Assignment 1: In the article on bystanders to bullying, quote the passage from "So Blake cut" to "watched in silence.".
Assignment 2: Condense the paragraph of the bystander article that opens "The situation took a turn for the worse" into a short bulleted list.

Exercise text:
----------

Teaching Our Kids Not to Be Bystanders to Bullying

SOURCE:  Jonathan McKee/FamilyLife Ministry

Most kids on today’s campuses probably fall into the category of “bystander.” They know they should probably do something, but they don’t.

“I feel guilty about it every day,” he told the crowd, a little choked by his own words.

The church youth group was captivated by Blake’s vulnerability.

Blake seemed like a normal high school kid: decent grades, a soccer player, and from a good home. But this particular young man was obviously plagued with guilt.

“I saw him being made fun of every day,” he said, “and I did nothing to stop it.”

Blake went on to share about how the two of them used to be really good friends. They went to the same school, hung out at recess, and went to each other’s birthday parties.

But then came middle school. In middle school you’re judged by who you hang out with, and Blake’s friend was definitely on the nerdy side. Blake’s new soccer friends noticed this and began making fun of him.

“Is he your friend?”

“Why are you hanging out with him?”

So Blake cut off his relationship with his friend.

The situation took a turn for the worse. By high school, Blake’s athletic friends began regularly hurling insults at his old friend during lunch or in gym class. Blake never chimed in. He just watched in silence.

Blake confessed that he could still picture the look on his friend’s face. He was haunted by the image.

As I heard Blake’s story I winced, because I knew the story well.

Blake’s old friend was my son.

----------

(Phrase grounding data)
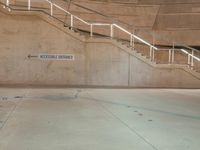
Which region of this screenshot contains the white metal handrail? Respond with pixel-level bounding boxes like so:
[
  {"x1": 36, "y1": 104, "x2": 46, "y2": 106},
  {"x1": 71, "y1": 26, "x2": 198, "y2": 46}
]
[{"x1": 1, "y1": 0, "x2": 200, "y2": 69}]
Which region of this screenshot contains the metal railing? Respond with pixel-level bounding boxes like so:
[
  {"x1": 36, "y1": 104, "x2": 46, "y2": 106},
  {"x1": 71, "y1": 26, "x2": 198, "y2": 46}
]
[{"x1": 1, "y1": 0, "x2": 200, "y2": 69}]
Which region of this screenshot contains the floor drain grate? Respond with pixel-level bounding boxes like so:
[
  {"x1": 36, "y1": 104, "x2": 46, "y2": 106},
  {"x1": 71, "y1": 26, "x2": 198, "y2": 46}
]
[{"x1": 15, "y1": 96, "x2": 23, "y2": 98}]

----------

Final answer 1:
So Blake cut off his relationship with his friend.

The situation took a turn for the worse. By high school, Blake’s athletic friends began regularly hurling insults at his old friend during lunch or in gym class. Blake never chimed in. He just watched in silence.

Final answer 2:
- The situation worsened.
- By high school, Blake's athletic friends regularly insulted his old friend at lunch or in gym class.
- Blake never joined in and only watched silently.